YOUR GOAL: Put this sentence from the court ruling excerpt below into Spanish: "What comes out clearly from the foregoing is that the Court only compels the satisfaction of a duty that has become due."

SOURCE DOCUMENT:
[Start of Attachment]

11. I have reproduced the aforesaid decisions in order to show the circumstances under which the Court exercises its supervisory or judicial review jurisdiction in granting an order of mandamus. What comes out clearly from the foregoing is that the Court only compels the satisfaction of a duty that has become due. In matters where the applicant claims that the Respondent ought to be compelled to pay a certain amount of money it does not suffice to simply aver that the Respondent is under an obligation to settle its liability to the Applicant. The Applicant must go a step further and prove that the sum claimed is actually due. Where therefore liability is admitted or proved, the next stage is to prove the actual quantum payable.
12. With respect a claim for mandamus against the Government to settle decretal sum, the position was correctly stated by Githua, J in Republic vs. Permanent Secretary, Ministry of State for Provincial Administration and Internal Security Exparte Fredrick Manoah Egunza [2012] eKLR as follows:
“The only requirement which serves as a condition precedent to the satisfaction or enforcement of decrees for money issues against the Government is found in section 21(1) and (2) of the Government Proceedings Act (hereinafter referred to as the Act) which provides that payment will be based on a certificate of costs obtained by the successful litigant from the court issuing the decree which should be served on the Hon. Attorney General. The certificate of order against the Government should be issued by the court after expiration of 21 days after entry of judgement. Once the certificate of order against the Government is served on the Hon. Attorney General, Section 21(3) imposes a statutory duty on the accounting officer to pay the sums specified in the said order to the person entitled or to his advocate together with any interest lawfully accruing thereon. This provision does not condition payment to budgetary allocation and parliamentary approval of Government expenditure in the financial year subsequent to which Government liability accrues. The Respondent’s claim that the Applicant should have waited until the start of the next financial year to enforce payment of the decree issued in his favour cannot be sustained firstly because it has no legal basis and secondly because it is the responsibility of the Government to make contingency provisions for its liabilities in tort in each financial year so that successful litigants who obtain decrees against the Government are not left without remedy at any time of the year.”

[End of Attachment]

GIVEN DATA:
[Start of Attachment]

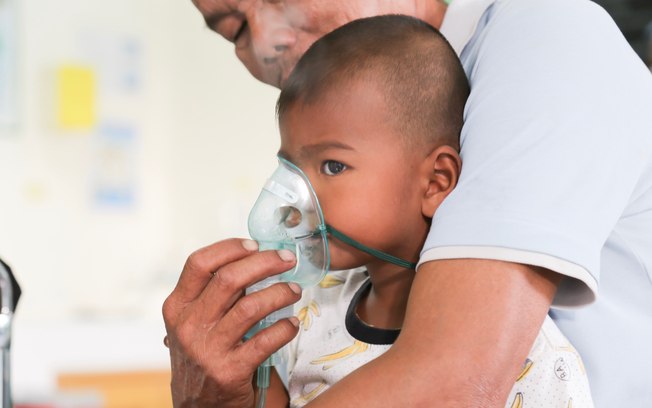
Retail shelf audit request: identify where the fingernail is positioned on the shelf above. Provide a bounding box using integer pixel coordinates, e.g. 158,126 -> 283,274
242,239 -> 258,252
276,249 -> 296,262
288,282 -> 301,295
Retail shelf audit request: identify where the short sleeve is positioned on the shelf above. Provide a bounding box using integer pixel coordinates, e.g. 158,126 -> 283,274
420,0 -> 652,307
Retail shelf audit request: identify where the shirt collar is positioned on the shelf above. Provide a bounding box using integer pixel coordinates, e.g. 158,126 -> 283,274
439,0 -> 496,55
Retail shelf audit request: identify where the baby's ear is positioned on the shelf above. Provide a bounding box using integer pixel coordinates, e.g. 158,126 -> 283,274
421,145 -> 462,218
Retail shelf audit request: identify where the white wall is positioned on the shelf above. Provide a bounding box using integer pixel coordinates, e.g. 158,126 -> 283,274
0,0 -> 278,398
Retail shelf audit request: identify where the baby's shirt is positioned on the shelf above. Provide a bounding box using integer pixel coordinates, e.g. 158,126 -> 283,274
288,271 -> 593,408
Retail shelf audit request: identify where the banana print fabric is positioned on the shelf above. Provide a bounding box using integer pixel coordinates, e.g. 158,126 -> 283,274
288,270 -> 593,408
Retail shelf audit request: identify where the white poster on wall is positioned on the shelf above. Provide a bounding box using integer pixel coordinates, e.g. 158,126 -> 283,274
0,0 -> 18,126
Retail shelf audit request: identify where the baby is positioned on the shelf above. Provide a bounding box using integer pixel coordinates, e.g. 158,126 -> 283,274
258,15 -> 593,408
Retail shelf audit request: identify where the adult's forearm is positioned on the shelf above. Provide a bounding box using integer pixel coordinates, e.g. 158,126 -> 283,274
309,260 -> 559,408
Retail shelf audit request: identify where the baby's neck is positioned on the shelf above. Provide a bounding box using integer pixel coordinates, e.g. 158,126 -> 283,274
356,262 -> 415,329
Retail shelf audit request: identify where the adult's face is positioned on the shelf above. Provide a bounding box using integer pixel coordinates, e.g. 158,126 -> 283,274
192,0 -> 414,87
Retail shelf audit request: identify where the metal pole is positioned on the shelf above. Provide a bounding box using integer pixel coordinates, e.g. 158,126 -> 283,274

[End of Attachment]

EXERCISE SOLUTION: Lo que se desprende claramente de lo anterior es que el Tribunal solo obliga al cumplimiento de un deber que ya se ha vuelto exigible.